__Work required__.
Give the part of the records that opens with the line containing "formatted as [15,34]." and closes with the line containing "Target: shallow water" as a JSON list of strings, one string per line, with blank lines omitted. Leave the pictures out.

Records of labeled points
_ _ _ _ _ _ _

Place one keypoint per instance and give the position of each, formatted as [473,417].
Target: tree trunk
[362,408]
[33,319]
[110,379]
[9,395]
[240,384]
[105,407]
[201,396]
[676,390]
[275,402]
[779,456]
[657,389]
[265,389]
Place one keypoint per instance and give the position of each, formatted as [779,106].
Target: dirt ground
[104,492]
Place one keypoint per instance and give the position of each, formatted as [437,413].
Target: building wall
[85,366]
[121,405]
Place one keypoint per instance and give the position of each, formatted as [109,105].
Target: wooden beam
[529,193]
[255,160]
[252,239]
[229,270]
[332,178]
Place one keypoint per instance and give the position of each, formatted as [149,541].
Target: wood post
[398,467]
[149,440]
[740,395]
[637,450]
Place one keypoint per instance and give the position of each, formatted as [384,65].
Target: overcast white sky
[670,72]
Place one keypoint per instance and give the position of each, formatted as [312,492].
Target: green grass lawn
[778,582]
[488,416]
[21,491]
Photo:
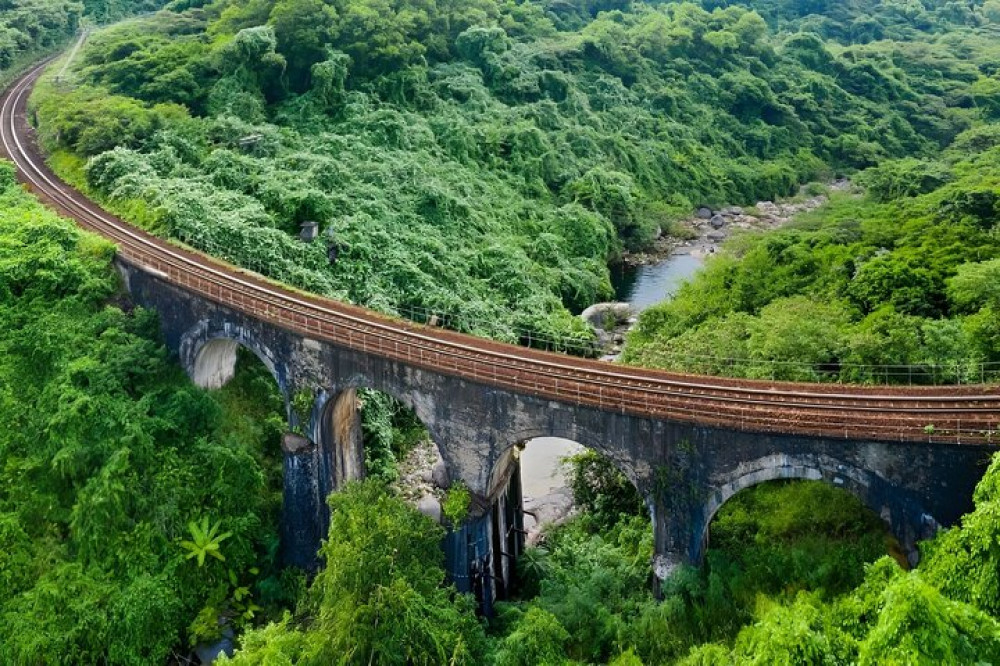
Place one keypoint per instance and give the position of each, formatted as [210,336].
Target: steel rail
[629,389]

_ _ _ _ _ _ _

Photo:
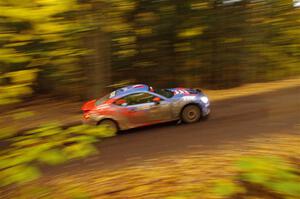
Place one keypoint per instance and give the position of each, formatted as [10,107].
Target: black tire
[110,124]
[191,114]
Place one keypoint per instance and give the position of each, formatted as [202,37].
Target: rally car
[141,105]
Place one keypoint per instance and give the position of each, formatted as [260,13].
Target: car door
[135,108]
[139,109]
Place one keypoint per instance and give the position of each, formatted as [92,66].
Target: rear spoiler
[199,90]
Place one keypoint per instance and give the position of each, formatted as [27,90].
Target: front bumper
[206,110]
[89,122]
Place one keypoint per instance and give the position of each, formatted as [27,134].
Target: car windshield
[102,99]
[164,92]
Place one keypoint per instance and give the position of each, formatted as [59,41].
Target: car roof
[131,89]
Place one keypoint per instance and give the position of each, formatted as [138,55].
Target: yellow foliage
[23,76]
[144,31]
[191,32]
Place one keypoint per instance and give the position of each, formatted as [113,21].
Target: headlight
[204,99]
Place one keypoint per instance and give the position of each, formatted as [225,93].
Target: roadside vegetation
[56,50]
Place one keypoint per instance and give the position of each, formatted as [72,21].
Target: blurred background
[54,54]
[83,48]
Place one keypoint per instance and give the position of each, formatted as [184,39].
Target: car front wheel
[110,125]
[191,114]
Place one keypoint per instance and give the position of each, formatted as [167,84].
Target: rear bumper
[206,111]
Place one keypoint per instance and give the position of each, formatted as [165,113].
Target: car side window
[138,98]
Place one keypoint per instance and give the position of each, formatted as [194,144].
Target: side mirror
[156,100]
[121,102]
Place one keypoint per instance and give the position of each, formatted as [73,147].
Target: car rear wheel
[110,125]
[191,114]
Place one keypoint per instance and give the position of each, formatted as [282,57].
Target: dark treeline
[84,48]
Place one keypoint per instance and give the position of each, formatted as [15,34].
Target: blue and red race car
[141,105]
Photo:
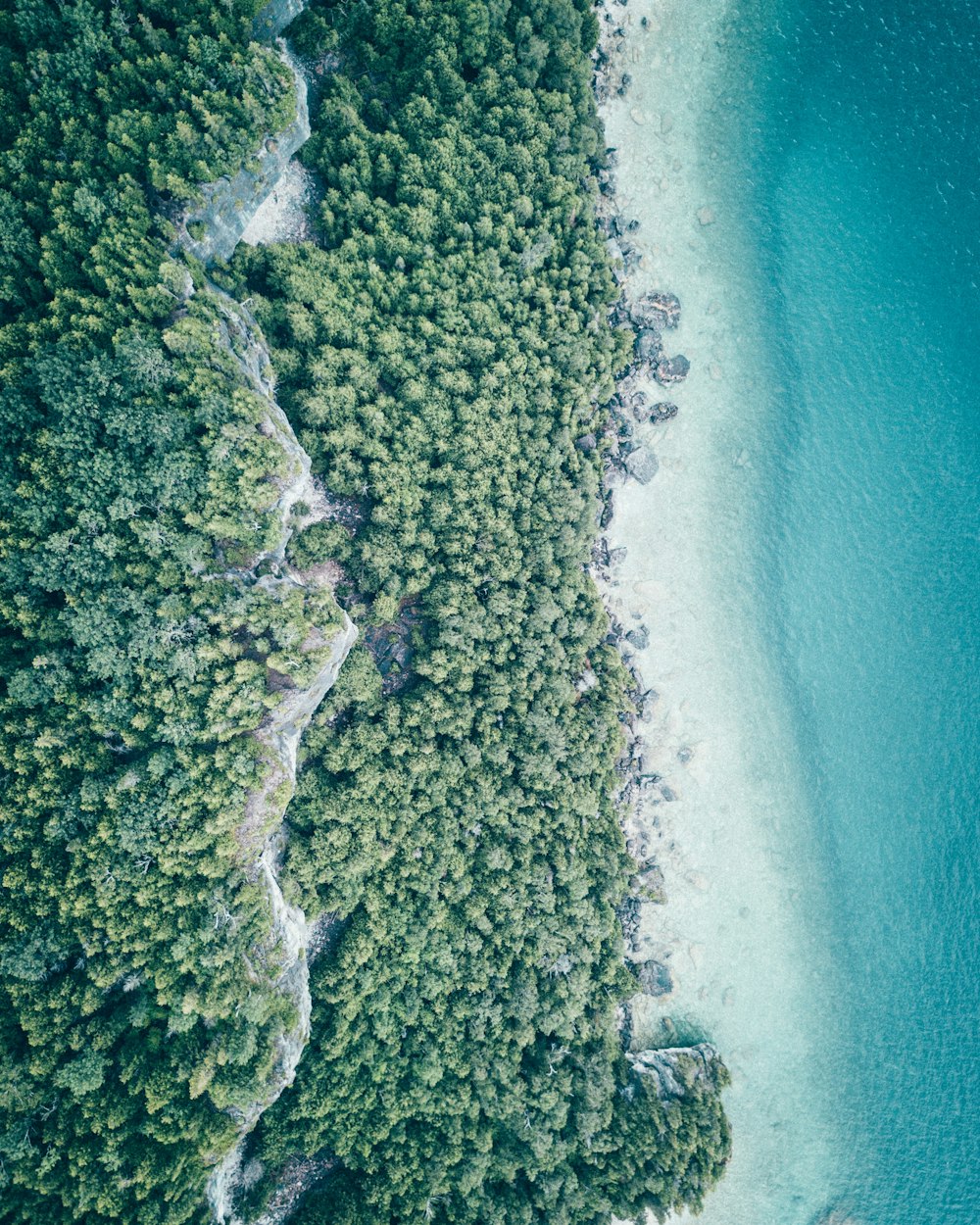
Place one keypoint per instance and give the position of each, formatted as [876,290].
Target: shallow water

_ _ _ _ _ _ _

__Task result__.
[
  "Place one keypoint per instance and give the position of each, formatted as [15,34].",
  "Target: blue and red race car",
  "[141,105]",
  "Photo:",
  "Place one keypoint per instance and give the position of each, formatted as [876,290].",
  "Target: shallow water"
]